___ TEXTAUSZUG
Vor der Küste Israels gefundene Zinnbarren, die vor etwa 3.300 Jahren dorthin gelangt waren.
Foto: Ehud Galili

Legierungen aus Kupfer und Zinn gewannen einst dermaßen an Bedeutung, dass sie es zu einem eigenen Abschnitt in der Menschheitsgeschichte brachten: Bronze wurde schon im vierten und dritten Jahrtausend vor unserer Zeitrechnung im Nahen Osten, in Anatolien und der Ägäis hergestellt. Aus Bronze gefertigte Gebrauchsgegenstände, Waffen und Schmuck fanden weite Verbreitung. Die Herkunft des genutzten Zinns stellt Archäologen allerdings seit langem vor ein Rätsel dar. Ein internationales Forscherteam machte nun eine überraschende Entdeckung.
______
___ DATEN
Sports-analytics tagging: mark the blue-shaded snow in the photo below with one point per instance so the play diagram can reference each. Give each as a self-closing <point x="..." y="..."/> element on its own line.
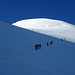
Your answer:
<point x="18" y="56"/>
______
_AUFGABE A_:
Schreiben Sie aus dem Textauszug die Stelle von „Legierungen aus Kupfer“ bis „eine überraschende Entdeckung.“ wortgetreu ab.
_AUFGABE B_:
Fassen Sie den Absatz des Textauszugs, der mit „Legierungen aus Kupfer und Zinn“ beginnt, als kurze Stichpunktliste zusammen.
Die Auflistung ist eigenständiges Material und gehört nicht zum Textauszug.

_VOLLSTÄNDIGE LÖSUNG A_:
Legierungen aus Kupfer und Zinn gewannen einst dermaßen an Bedeutung, dass sie es zu einem eigenen Abschnitt in der Menschheitsgeschichte brachten: Bronze wurde schon im vierten und dritten Jahrtausend vor unserer Zeitrechnung im Nahen Osten, in Anatolien und der Ägäis hergestellt. Aus Bronze gefertigte Gebrauchsgegenstände, Waffen und Schmuck fanden weite Verbreitung. Die Herkunft des genutzten Zinns stellt Archäologen allerdings seit langem vor ein Rätsel dar. Ein internationales Forscherteam machte nun eine überraschende Entdeckung.

_VOLLSTÄNDIGE LÖSUNG B_:
- Legierungen aus Kupfer und Zinn wurden so bedeutend, dass sie einen eigenen Abschnitt der Menschheitsgeschichte bilden.
- Bronze wurde bereits im vierten und dritten Jahrtausend vor unserer Zeitrechnung im Nahen Osten, in Anatolien und in der Ägäis hergestellt.
- Gebrauchsgegenstände, Waffen und Schmuck aus Bronze waren weit verbreitet.
- Woher das verwendete Zinn stammte, ist für Archäologen seit Langem ein Rätsel.
- Ein internationales Forscherteam hat nun eine überraschende Entdeckung gemacht.